Rewrite the part of the rows below that opens with the line containing "red shirt in this photo." and closes with the last row, keeping every request line. Shift each number in the point coordinates up by 149.

(Stored entries)
## Begin

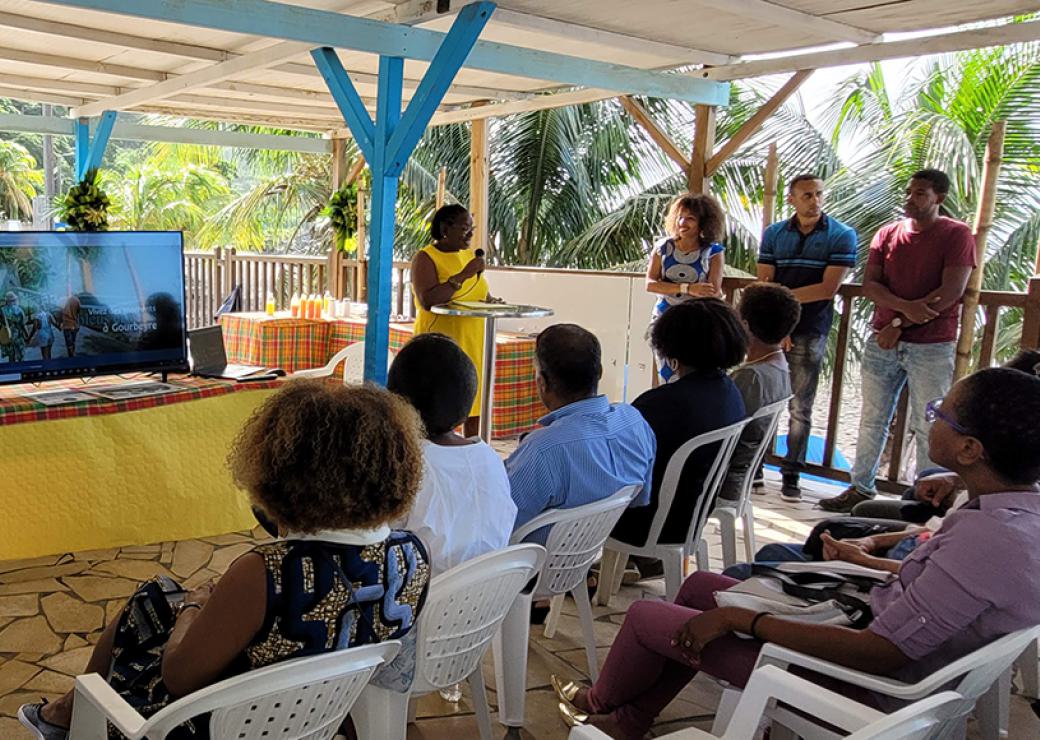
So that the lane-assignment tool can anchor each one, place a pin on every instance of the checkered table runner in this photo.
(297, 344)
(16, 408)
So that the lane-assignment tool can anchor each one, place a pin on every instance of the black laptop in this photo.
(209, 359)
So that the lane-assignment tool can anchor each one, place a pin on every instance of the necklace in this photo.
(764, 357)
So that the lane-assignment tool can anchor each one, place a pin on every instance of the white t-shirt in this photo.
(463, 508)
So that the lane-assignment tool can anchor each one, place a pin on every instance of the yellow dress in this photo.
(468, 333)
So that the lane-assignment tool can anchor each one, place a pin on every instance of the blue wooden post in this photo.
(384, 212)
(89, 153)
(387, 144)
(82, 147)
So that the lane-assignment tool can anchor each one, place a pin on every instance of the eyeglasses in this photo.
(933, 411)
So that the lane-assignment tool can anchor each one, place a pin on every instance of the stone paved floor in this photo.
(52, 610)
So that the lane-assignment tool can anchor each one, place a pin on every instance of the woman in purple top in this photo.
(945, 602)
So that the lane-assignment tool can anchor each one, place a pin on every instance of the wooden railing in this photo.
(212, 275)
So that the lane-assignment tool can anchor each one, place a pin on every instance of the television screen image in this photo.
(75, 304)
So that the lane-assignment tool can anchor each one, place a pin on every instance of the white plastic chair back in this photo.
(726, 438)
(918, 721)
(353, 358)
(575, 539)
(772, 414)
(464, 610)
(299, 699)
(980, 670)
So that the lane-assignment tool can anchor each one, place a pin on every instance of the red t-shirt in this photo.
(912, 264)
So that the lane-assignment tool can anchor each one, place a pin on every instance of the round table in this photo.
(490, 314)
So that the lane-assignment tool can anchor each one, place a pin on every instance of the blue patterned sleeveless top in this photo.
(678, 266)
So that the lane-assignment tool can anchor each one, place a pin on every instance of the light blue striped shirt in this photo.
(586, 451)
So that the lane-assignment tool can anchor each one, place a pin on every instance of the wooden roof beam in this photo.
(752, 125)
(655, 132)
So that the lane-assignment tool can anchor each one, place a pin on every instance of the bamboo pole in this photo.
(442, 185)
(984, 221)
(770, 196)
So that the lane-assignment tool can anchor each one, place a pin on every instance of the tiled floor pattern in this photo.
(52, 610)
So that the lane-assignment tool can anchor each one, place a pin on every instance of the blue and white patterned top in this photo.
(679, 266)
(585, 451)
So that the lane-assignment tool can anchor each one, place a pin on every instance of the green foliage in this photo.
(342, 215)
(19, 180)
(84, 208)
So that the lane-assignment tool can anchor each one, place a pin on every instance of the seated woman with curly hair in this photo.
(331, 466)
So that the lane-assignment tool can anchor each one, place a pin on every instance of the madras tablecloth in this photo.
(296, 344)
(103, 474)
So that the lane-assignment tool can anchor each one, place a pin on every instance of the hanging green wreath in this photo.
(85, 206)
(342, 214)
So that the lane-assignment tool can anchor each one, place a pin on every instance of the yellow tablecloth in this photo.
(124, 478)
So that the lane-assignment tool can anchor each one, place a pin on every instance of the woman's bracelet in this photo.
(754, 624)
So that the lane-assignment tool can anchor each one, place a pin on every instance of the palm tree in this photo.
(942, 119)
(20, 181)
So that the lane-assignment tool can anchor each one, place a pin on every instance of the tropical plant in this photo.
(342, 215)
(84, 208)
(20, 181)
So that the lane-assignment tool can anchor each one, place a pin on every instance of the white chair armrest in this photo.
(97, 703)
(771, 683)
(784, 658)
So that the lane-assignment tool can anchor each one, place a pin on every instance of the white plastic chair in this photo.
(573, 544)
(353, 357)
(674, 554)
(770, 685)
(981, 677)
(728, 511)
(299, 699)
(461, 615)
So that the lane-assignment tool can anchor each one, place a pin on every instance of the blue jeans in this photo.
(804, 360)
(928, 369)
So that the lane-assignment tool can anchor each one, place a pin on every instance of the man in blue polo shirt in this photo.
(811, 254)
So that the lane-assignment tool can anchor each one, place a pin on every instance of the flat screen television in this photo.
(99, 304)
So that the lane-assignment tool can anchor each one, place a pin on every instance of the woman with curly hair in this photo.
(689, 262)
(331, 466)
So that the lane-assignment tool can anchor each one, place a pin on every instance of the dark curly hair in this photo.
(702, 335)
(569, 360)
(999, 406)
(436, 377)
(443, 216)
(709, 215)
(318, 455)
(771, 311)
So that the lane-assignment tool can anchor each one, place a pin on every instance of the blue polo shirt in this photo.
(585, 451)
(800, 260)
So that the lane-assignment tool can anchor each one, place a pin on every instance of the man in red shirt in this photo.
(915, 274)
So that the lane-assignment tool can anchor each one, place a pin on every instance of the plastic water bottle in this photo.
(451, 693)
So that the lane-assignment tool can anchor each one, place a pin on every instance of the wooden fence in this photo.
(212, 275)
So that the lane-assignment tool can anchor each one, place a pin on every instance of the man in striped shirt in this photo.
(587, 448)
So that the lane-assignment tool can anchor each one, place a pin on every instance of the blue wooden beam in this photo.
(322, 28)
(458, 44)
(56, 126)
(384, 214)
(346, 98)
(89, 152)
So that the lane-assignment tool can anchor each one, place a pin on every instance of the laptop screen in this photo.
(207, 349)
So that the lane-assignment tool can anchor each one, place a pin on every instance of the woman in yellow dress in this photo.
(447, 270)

## End

Answer for this exercise ->
So that the lane-assignment tool can anchor each one, place a pin on every instance of the man in red shirt in this photo.
(1064, 423)
So that the lane-assignment tool can anchor each one, place a pin on every instance of the plastic water bottle in this photo.
(600, 842)
So that the lane-assignment tool can anchor each one, place a pin on every instance of the wooden fence in this photo.
(361, 424)
So that the lane-assignment tool can anchor each one, place a pin on every instance of the man in striped shirt in this photo.
(736, 597)
So that the lane-assignment tool can anchor each one, place a pin on every instance of the blue wooden beam in this photo.
(471, 177)
(607, 193)
(205, 275)
(533, 363)
(495, 247)
(238, 301)
So that the lane-assignment tool can anchor each one, place a pin on every instance of the laptop screen in this photo.
(356, 498)
So that the lane-assignment tool can anchor each one, place a pin on every instance of the woman in yellow dress in this photo.
(596, 419)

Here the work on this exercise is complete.